Rows from a pointing dataset

##########

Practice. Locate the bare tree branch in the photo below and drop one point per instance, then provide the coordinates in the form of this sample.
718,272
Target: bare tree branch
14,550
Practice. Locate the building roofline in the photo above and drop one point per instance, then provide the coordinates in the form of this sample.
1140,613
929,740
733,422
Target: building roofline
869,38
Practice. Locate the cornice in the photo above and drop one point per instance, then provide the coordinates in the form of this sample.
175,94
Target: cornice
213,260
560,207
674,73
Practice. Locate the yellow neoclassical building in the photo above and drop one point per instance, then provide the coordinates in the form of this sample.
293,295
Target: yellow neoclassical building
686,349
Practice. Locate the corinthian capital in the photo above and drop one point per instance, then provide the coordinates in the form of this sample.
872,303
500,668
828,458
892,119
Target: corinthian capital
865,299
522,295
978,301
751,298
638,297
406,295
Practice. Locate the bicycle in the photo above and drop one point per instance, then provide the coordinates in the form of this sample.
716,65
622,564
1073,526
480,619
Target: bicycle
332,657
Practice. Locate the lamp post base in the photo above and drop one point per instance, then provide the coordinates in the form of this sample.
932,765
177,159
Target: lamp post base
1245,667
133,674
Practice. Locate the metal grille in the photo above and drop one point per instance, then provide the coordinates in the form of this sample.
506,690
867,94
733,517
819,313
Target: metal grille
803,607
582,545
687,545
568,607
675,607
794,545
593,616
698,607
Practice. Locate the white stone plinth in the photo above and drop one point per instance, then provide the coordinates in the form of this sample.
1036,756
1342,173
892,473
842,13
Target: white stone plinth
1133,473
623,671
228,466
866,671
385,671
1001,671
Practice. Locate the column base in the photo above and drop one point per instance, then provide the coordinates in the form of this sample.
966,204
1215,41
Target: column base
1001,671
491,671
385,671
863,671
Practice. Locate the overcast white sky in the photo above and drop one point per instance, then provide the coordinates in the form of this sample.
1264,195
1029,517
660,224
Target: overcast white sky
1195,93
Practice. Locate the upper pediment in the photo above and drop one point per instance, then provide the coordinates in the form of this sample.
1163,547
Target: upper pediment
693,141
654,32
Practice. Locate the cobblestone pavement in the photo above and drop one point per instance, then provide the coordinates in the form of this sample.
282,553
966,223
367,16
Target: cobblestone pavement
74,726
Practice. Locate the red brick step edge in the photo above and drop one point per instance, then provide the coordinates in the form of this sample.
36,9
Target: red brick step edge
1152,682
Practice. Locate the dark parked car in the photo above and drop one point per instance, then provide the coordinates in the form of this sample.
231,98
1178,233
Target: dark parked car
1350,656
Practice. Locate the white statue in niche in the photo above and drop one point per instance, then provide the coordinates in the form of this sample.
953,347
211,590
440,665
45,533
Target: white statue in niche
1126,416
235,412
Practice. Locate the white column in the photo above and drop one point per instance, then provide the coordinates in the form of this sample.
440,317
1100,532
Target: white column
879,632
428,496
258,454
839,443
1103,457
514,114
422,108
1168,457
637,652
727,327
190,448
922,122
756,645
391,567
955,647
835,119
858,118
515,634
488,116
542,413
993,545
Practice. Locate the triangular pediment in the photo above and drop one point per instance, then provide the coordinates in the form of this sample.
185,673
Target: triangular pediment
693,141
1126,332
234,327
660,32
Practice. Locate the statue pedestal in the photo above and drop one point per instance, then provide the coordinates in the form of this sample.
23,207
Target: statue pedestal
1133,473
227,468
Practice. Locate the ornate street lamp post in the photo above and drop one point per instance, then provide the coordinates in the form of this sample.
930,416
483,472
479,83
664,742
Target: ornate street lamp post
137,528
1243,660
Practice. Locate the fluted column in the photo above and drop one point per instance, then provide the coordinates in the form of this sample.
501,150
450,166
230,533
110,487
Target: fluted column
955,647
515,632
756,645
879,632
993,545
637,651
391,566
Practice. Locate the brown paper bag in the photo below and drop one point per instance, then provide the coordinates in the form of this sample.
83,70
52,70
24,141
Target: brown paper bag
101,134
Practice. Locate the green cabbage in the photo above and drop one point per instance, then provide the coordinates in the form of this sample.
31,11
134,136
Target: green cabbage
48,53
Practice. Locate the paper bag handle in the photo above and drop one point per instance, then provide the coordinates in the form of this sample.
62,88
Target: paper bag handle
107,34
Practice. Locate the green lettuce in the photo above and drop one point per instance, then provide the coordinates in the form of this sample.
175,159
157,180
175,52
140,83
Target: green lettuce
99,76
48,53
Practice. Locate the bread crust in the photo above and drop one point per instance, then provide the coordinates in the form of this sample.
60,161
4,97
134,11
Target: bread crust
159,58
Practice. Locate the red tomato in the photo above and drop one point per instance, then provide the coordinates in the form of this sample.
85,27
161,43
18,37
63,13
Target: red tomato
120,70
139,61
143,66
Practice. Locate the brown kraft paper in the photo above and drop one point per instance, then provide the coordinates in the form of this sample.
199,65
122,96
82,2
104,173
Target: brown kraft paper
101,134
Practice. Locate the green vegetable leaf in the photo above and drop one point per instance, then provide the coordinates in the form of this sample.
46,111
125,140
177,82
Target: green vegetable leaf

##########

Write out the entries above word for word.

Practice. Locate the bare tree branch in the photo below and drop one point per instance, then provide the coordinates in the form of this sample.
718,272
Target: bare tree branch
14,550
Practice. Locate the building roofline in the photo above and drop one point per instance, then provide the coordinates in the form of this sample.
1140,613
929,740
733,422
Target: building roofline
869,38
Practice. Locate the cornice in the photo above and drop one point per instance, then provide the coordinates in the form of this sample.
175,94
Target: cornice
213,260
560,207
674,73
Practice. Locate the yellow neoclassical building in the photo above and drop one point per instance, then provide the coordinates in the form of this sample.
293,295
Target: yellow neoclassical building
686,349
Practice. Locate the corinthian capital in the photo above and drop one point per instance, then provide the coordinates in the form of this sample.
872,303
500,668
828,458
892,119
Target: corinthian capital
865,299
522,295
978,301
751,298
638,297
406,295
Practice. Locate the bicycle in the photo above and drop one point per instance, then provide the coordinates in the form of this sample.
716,65
622,564
1073,526
480,619
Target: bicycle
332,657
Practice. Locate the lamp post base in the photo above and drop one point per instance, then provide the coordinates in the form of this sample.
932,765
177,159
Target: lamp post base
1245,667
133,674
Practice. Locate the metal grille in the photo above and drop one point per instance, then provide the coordinates in the form of this sample.
506,690
867,94
733,517
819,313
Target: metal grille
803,607
582,545
687,545
568,607
675,607
794,545
593,616
698,607
Practice. Locate the white stone plinth in the photo above and drop one point per instance, then provide the coordinates in the form of this sample.
1036,756
1342,173
892,473
842,13
Target: white stone plinth
1133,473
623,671
228,466
866,671
385,671
1001,671
Practice. Locate the column base in the photo above and drop one point per instance, then provide the coordinates in the form of this sample.
966,204
1215,41
Target: column base
1001,671
491,671
385,671
863,671
Practice. Locate the overcast white sky in the photo above and drop one point per instance, then provide the coordinates in the form of this sample.
1264,195
1029,517
660,224
Target: overcast white sky
1195,93
Practice. Locate the upper pediment in the photo above and drop one point per instance, then provide the coordinates in the form of this sample.
1163,547
Target: upper pediment
693,141
654,32
Practice. Locate the cobblestone pavement in the photo above and drop one point per instance, then provide the coordinates in the form of this sample.
282,553
966,223
367,16
Target: cobblestone pavement
74,726
Practice. Locate the red brick step edge in the photo above and drop one point per instance, then provide the coordinates in the form of this sample.
36,9
Target: red brick step edge
1152,682
Practice. Locate the dark parked car in the photo above and drop one point per instance, then provide the coordinates in the form of this sample.
231,98
1178,233
Target: dark parked car
1350,656
Practice. Locate the white statue in niche in the photo above and drop one point per instance, then provide the coordinates in the form of this sample.
953,347
211,590
440,665
45,533
Target: white statue in niche
1126,416
235,412
Practice. Locate the white column in the photo above and drop one point per instance, then provide the coordinates in the form of this sample.
440,317
1100,532
Target: white column
879,632
428,496
258,454
839,443
1103,457
514,114
422,108
1168,457
637,652
727,327
190,448
922,122
756,645
391,567
955,647
835,119
858,118
515,634
488,116
542,413
993,545
Practice. Locate the triangular pediment in the photo above and drop one point per instance, then provide the coordinates in the form of this sample.
185,673
Target: triangular pediment
693,141
1126,332
234,327
660,32
Practice. Locate the statue pedestal in the photo above and drop one point per instance, then provide the coordinates in the form of this sample.
23,207
Target: statue pedestal
1133,473
227,468
Practice. Locate the ornate street lamp post in the photo above and drop one point per instance, then provide the coordinates in the form of this sample.
930,416
483,472
479,83
664,742
Target: ornate street lamp post
137,528
1243,660
Practice. Locate the fluted column in the photo above and drop one point per instance, then provide the coordinates in the form of this sample.
501,150
450,166
230,533
110,487
Target: fluted column
955,647
515,632
756,645
879,632
993,545
637,651
391,566
Practice. Locate the brown paper bag in the photo below and drop one point per instance, then provide the coordinates in the form of this sample.
83,70
52,70
24,141
Target: brown paper bag
101,134
Practice. Locate the green cabbage in the photo above and drop one point per instance, then provide the coordinates in the form of this sample.
31,11
134,136
Target: green cabbage
48,53
Practice. Locate the paper bag handle in the photo above and drop one point per instance, then provide the coordinates in the form of this sample.
62,88
Target: paper bag handle
107,34
Practice. Locate the green lettuce in the photo above and drop one point per instance, then provide the coordinates in the form of this sample.
175,159
157,180
175,52
140,83
Target: green lettuce
99,76
48,53
Practice. Locate the bread crust in the photo above and drop one point per instance, then provide the coordinates in the form of this sample.
60,161
4,97
134,11
Target: bread crust
159,58
Practice. Locate the red tomato in the photo above and drop one point per instance, then provide the coordinates in the form of this sample.
85,27
161,43
18,37
63,13
Target: red tomato
120,70
139,61
143,66
Practice. Locate the brown kraft paper in the photo above and drop one point per instance, then provide the coordinates in the form of this sample.
199,65
122,96
82,2
104,173
Target: brown kraft paper
101,134
Practice. Locate the green vegetable leaf in the photo above and drop one point per instance, then provide the coordinates in the form of this sample.
46,111
125,140
177,82
Target: green vegetable leaf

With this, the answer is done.